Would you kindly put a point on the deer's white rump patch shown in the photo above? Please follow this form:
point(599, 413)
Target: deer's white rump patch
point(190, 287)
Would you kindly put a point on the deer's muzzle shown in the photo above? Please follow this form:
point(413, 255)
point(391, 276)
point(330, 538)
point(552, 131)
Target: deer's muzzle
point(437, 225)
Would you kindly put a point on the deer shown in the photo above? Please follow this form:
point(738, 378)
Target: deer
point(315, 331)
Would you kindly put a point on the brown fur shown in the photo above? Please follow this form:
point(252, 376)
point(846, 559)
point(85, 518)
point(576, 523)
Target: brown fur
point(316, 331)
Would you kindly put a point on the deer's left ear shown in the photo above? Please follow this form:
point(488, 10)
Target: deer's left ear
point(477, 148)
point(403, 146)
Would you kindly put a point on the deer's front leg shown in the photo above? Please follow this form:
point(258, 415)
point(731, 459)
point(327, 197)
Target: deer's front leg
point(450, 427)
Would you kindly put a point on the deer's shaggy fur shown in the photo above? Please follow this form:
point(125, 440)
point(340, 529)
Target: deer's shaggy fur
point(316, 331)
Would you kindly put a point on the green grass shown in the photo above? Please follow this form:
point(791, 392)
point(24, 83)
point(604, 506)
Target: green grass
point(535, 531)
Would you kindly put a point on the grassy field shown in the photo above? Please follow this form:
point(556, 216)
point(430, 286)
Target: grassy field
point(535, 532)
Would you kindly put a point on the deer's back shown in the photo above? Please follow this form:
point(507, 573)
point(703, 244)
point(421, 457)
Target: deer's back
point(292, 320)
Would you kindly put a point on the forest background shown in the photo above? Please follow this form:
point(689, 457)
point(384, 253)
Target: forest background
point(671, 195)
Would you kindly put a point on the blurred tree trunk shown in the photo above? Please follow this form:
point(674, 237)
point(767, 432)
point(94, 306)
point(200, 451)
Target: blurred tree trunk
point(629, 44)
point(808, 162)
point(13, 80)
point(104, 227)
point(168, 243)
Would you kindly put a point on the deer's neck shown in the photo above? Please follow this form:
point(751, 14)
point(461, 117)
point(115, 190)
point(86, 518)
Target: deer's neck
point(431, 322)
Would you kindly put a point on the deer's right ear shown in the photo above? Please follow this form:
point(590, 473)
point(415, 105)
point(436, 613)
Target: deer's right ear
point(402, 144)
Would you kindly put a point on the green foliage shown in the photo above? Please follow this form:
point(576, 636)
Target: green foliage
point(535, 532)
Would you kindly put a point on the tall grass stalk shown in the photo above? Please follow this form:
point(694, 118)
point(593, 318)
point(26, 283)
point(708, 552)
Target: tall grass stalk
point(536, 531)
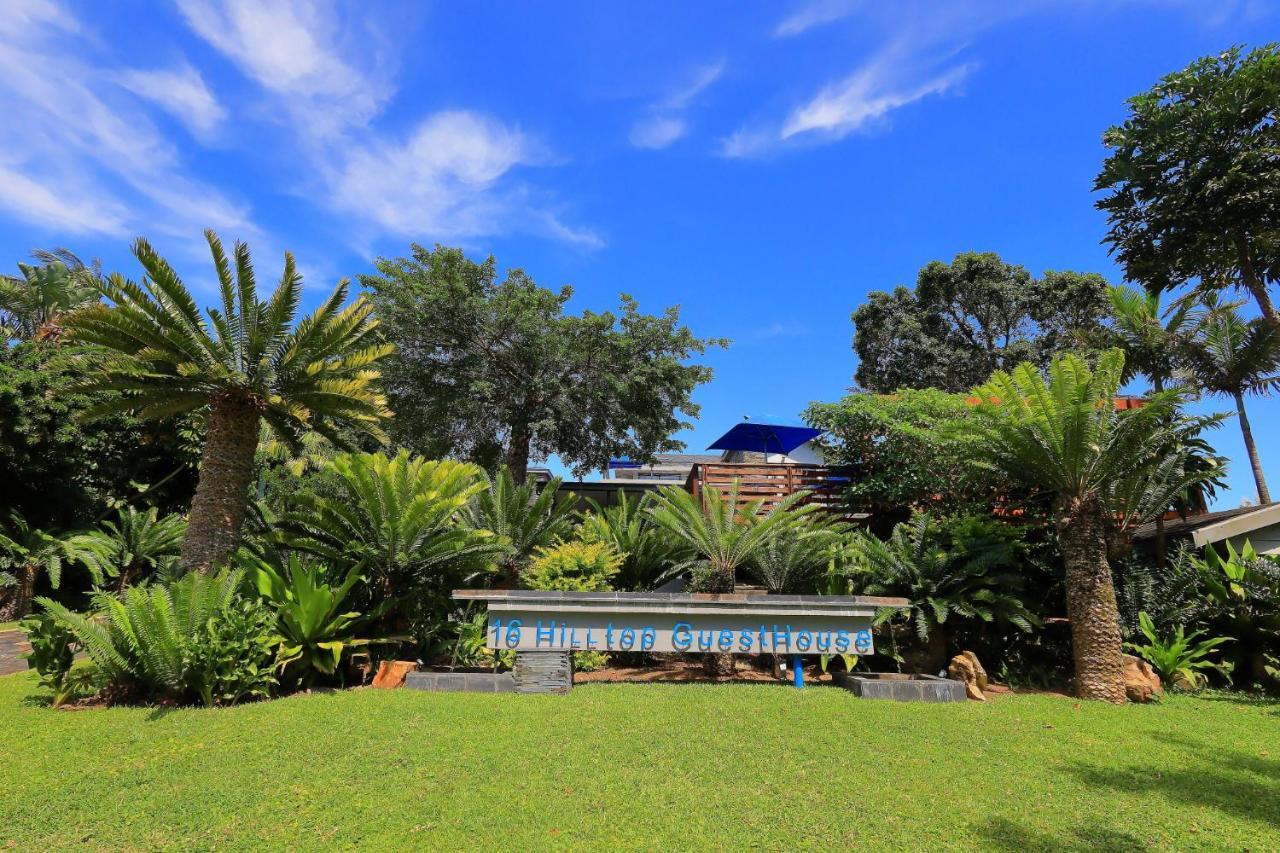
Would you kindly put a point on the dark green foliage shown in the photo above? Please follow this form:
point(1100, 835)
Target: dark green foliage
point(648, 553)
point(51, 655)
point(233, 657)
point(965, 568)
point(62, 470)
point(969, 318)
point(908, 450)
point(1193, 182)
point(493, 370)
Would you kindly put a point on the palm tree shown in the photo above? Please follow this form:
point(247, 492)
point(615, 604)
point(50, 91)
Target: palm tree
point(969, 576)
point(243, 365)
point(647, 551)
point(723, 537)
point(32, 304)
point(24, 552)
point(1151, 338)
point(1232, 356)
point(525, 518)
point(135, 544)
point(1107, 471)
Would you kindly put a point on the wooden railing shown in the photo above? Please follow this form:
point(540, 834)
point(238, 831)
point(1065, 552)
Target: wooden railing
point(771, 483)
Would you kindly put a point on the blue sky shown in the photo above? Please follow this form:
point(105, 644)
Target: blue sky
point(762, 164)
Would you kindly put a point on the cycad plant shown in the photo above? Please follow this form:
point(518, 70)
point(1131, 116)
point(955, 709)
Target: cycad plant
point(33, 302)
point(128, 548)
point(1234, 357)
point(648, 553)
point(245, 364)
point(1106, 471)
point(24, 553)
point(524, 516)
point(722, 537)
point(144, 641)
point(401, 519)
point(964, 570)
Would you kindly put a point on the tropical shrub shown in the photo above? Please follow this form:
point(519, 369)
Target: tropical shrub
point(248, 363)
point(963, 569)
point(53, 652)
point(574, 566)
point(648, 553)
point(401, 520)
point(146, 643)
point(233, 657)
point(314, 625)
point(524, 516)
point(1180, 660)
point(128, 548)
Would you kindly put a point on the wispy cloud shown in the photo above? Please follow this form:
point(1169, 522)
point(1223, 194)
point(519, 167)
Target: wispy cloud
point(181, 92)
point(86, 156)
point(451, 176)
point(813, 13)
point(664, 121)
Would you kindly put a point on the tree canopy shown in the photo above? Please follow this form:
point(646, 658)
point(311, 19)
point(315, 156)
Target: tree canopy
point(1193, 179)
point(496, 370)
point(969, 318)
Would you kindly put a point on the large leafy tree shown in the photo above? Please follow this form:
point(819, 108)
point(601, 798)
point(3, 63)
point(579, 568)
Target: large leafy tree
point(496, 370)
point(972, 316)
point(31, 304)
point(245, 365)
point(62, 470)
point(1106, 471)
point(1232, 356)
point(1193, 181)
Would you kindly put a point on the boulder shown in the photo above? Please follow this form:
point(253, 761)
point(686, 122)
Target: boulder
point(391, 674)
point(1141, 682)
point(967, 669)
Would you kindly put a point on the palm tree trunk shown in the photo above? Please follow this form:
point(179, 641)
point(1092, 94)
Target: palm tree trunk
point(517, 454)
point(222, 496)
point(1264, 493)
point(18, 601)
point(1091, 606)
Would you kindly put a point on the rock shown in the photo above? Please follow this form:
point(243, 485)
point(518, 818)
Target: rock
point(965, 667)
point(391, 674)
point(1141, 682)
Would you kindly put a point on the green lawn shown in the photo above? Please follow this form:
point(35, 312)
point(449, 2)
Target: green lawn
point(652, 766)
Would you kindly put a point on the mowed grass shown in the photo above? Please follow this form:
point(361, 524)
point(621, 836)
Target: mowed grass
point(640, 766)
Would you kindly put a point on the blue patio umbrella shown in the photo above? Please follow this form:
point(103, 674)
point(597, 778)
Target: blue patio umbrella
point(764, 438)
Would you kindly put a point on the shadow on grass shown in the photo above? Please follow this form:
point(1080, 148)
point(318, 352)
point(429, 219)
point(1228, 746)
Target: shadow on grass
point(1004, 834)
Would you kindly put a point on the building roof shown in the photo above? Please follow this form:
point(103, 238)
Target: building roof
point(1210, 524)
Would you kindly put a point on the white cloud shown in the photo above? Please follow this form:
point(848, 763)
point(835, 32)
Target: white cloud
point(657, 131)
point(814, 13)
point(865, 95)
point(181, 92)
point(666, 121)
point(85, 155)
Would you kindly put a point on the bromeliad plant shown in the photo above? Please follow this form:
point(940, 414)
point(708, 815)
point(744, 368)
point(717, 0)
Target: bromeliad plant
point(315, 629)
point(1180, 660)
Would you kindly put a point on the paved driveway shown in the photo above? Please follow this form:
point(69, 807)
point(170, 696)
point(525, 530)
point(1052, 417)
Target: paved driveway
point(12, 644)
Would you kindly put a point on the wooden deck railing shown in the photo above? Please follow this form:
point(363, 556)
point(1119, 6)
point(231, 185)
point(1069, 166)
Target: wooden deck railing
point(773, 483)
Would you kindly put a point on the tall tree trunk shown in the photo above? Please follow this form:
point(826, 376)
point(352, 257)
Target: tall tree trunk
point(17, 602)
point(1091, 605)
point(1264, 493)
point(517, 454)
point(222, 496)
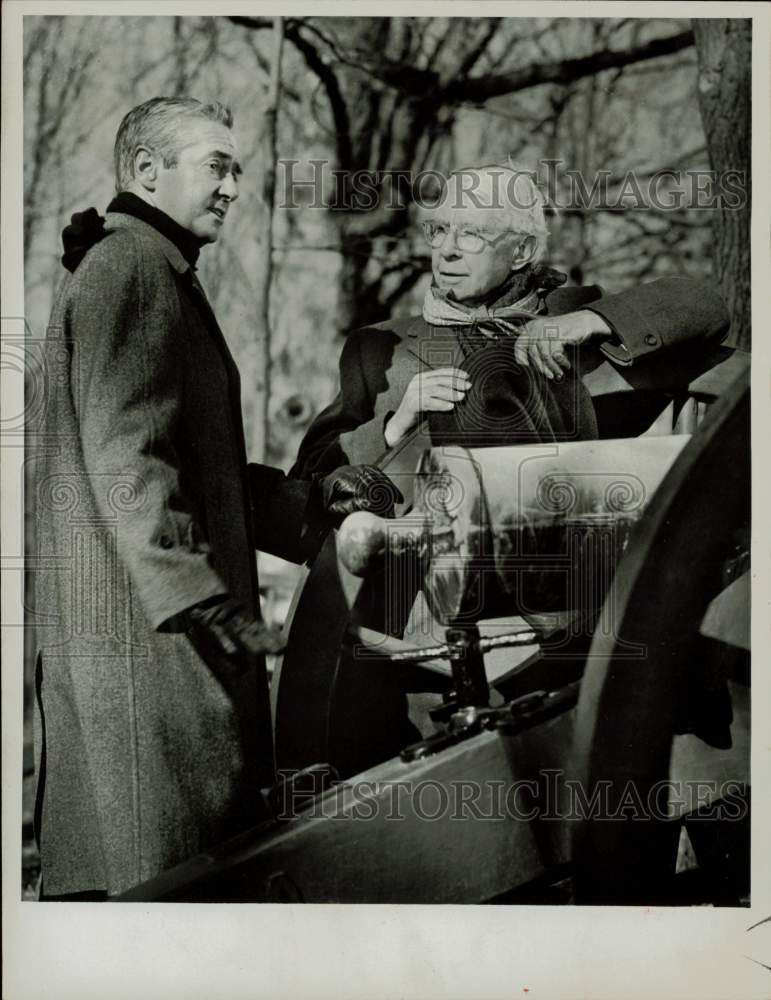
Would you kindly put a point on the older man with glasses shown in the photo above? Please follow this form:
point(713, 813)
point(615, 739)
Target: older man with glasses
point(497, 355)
===
Lavoro richiesto
Ristampa tutti i dati riportati sopra, riga per riga e senza alcuna modifica, lasciando fuori le immagini.

Risultato finale
Would you kindly put a point on the deer's white rump patch shown in the photo above? Please follow this form:
point(599, 413)
Target: deer's white rump patch
point(190, 287)
Would you kindly put a point on the deer's muzzle shown in the photo above? Please follow this form:
point(413, 255)
point(391, 276)
point(330, 538)
point(552, 131)
Target: deer's muzzle
point(437, 225)
Would you kindly put a point on the deer shown in the photo above? Please follow this form:
point(738, 378)
Target: deer
point(315, 331)
Would you kindly put a point on the brown fur shown in the photo above? Please follow this form:
point(252, 376)
point(846, 559)
point(85, 518)
point(576, 523)
Target: brown fur
point(316, 331)
Would you kindly put a point on the deer's left ear shown in the photo above? Please follow this form:
point(488, 10)
Target: deer's left ear
point(477, 148)
point(403, 146)
Would you kindly put a point on the deer's front leg shown in the photo above? Please follow this form:
point(258, 415)
point(731, 459)
point(327, 197)
Target: deer's front leg
point(450, 427)
Would you kindly put a point on the deer's shaggy fur shown in the photo above? Please follow this form:
point(125, 440)
point(340, 529)
Target: deer's shaggy fur
point(316, 331)
Would you kindly put a point on the green grass shown in the photo above? Please follow this form:
point(791, 392)
point(24, 83)
point(604, 506)
Target: green grass
point(535, 531)
Would you kindly put a point on the grassy field shown in the photo above? Please follow this form:
point(556, 216)
point(430, 286)
Target: grassy field
point(535, 532)
Would you kindly put a point on the deer's back shown in the photo above? Please follow this form:
point(507, 573)
point(703, 244)
point(421, 457)
Target: deer's back
point(292, 320)
Would you kindly put a point on the forest background shown in the photo above? Please follow this form:
point(689, 457)
point(384, 253)
Target: forest background
point(671, 195)
Would you kindly put a point on the blurred tree trunk shown in the photo above? Please follow this form:
point(674, 237)
point(767, 432)
point(94, 306)
point(200, 451)
Target: blurred tree trunk
point(629, 44)
point(808, 162)
point(13, 80)
point(104, 227)
point(168, 243)
Would you kindly put a point on the deer's neck shown in the photo above? Please follow this form:
point(751, 14)
point(461, 117)
point(115, 190)
point(86, 518)
Target: deer's neck
point(431, 322)
Would you kindly put a point on the deer's right ear shown in the photo above? Please follow this form:
point(590, 473)
point(415, 105)
point(436, 613)
Target: deer's right ear
point(402, 144)
Would you kindly put a point on the green foliage shown in the photo above? Please follow this form:
point(576, 636)
Target: green foliage
point(535, 532)
Would you kindly put a point on the tall grass stalk shown in the photo above? Please follow this form:
point(694, 118)
point(593, 318)
point(26, 283)
point(708, 552)
Target: tall grass stalk
point(536, 531)
Would you kindly put a point on the dark green foliage shown in the photo above? Please follow this form:
point(1100, 835)
Target: dark green foliage
point(648, 553)
point(51, 655)
point(233, 657)
point(965, 568)
point(62, 470)
point(969, 318)
point(908, 450)
point(1193, 182)
point(493, 370)
Would you kindly put a point on the palm tree shown in the photo above? Please follow this form:
point(247, 492)
point(615, 604)
point(50, 91)
Target: palm tree
point(969, 576)
point(243, 365)
point(647, 551)
point(723, 537)
point(32, 304)
point(24, 552)
point(1151, 338)
point(1232, 356)
point(525, 518)
point(135, 544)
point(1107, 471)
Would you kindly put a point on the wooden railing shown in the photo above? Please follow this form:
point(540, 834)
point(238, 831)
point(1065, 552)
Target: wooden railing
point(771, 483)
Would you kindly put a point on the blue sky shown in the photo above? Please follow this form:
point(105, 644)
Target: blue sky
point(762, 164)
Would you kindly put a point on the cycad plant shown in the photo above? Please follow this form:
point(518, 70)
point(1131, 116)
point(955, 709)
Target: cycad plant
point(33, 302)
point(128, 548)
point(1234, 357)
point(648, 553)
point(245, 364)
point(1106, 471)
point(24, 553)
point(524, 516)
point(722, 537)
point(144, 641)
point(401, 519)
point(964, 570)
Would you kindly put a point on the tropical shrub shown in the photo above? Please follow this form:
point(519, 369)
Target: tropical shrub
point(248, 363)
point(963, 569)
point(53, 652)
point(574, 566)
point(648, 553)
point(401, 520)
point(146, 643)
point(233, 657)
point(314, 625)
point(524, 516)
point(1180, 660)
point(128, 548)
Would you kindly put a point on the wispy cloud shown in the photo above? Please follow this form:
point(1169, 522)
point(1223, 194)
point(519, 167)
Target: wispy cloud
point(181, 92)
point(86, 156)
point(451, 176)
point(813, 13)
point(664, 121)
Would you kindly put a point on the tree canopy shown in the photo above? Please follow this form:
point(646, 658)
point(311, 19)
point(315, 156)
Target: tree canopy
point(1193, 179)
point(496, 370)
point(969, 318)
Would you kindly put a point on the large leafy tree shown in the photo above? Please follow this form:
point(819, 108)
point(601, 798)
point(3, 63)
point(579, 568)
Target: large leafy tree
point(496, 370)
point(972, 316)
point(31, 304)
point(245, 365)
point(62, 470)
point(1106, 471)
point(1232, 356)
point(1193, 181)
Would you kindly put a point on the boulder shown in the photo above? Please follow this form:
point(253, 761)
point(686, 122)
Target: boulder
point(391, 674)
point(1141, 682)
point(967, 669)
Would you kindly put a point on the palm tree trunk shown in the photo above? Please follow this form:
point(179, 641)
point(1092, 94)
Target: palm tree trunk
point(517, 454)
point(222, 496)
point(1264, 493)
point(18, 601)
point(1091, 606)
Would you kindly put a point on the rock shown in the photo above? Please follow this form:
point(243, 485)
point(518, 818)
Target: rock
point(965, 667)
point(391, 674)
point(1141, 682)
Would you kindly put a point on the green lawn shown in the photo above? Please follow this form:
point(35, 312)
point(449, 2)
Target: green lawn
point(652, 766)
Would you kindly put a point on the mowed grass shown in the photo above? Please follow this form:
point(361, 524)
point(621, 836)
Target: mowed grass
point(640, 766)
Would you kindly put a point on the blue patio umbrella shown in the photo above? Please follow this form:
point(103, 674)
point(597, 778)
Target: blue patio umbrella
point(764, 438)
Would you kindly put a point on the shadow on grass shown in the photo above? Please follow this form:
point(1080, 148)
point(318, 352)
point(429, 219)
point(1228, 746)
Target: shadow on grass
point(1004, 834)
Would you kindly put a point on the building roof shown in the photo above? Please follow this form:
point(103, 238)
Target: building roof
point(1210, 524)
Would you kindly put a point on the white cloud shown in the photo above? Please follow this form:
point(848, 763)
point(835, 32)
Target: white cloud
point(657, 131)
point(814, 13)
point(865, 95)
point(181, 92)
point(666, 121)
point(85, 155)
Would you kindly put a point on the bromeliad plant shown in the photo above? Please follow this form:
point(940, 414)
point(708, 815)
point(744, 368)
point(717, 0)
Target: bromeliad plant
point(315, 629)
point(1180, 660)
Would you kindly put a point on the paved driveway shown in the photo above? Please follow this form:
point(69, 807)
point(170, 696)
point(525, 530)
point(1052, 417)
Target: paved driveway
point(12, 644)
Would you kindly put a point on the wooden deck railing shown in the photo above? Please follow this form:
point(363, 556)
point(1119, 6)
point(231, 185)
point(1069, 166)
Target: wooden deck railing
point(773, 483)
Would you kindly put a point on the tall tree trunk shown in the photo above? Please follow this form:
point(826, 376)
point(352, 257)
Target: tall tree trunk
point(17, 602)
point(1091, 605)
point(1264, 493)
point(517, 454)
point(222, 496)
Would you kindly put a point on the older man with glasses shown in the photo above? Please follow this form:
point(713, 813)
point(615, 739)
Target: older man with glasses
point(497, 355)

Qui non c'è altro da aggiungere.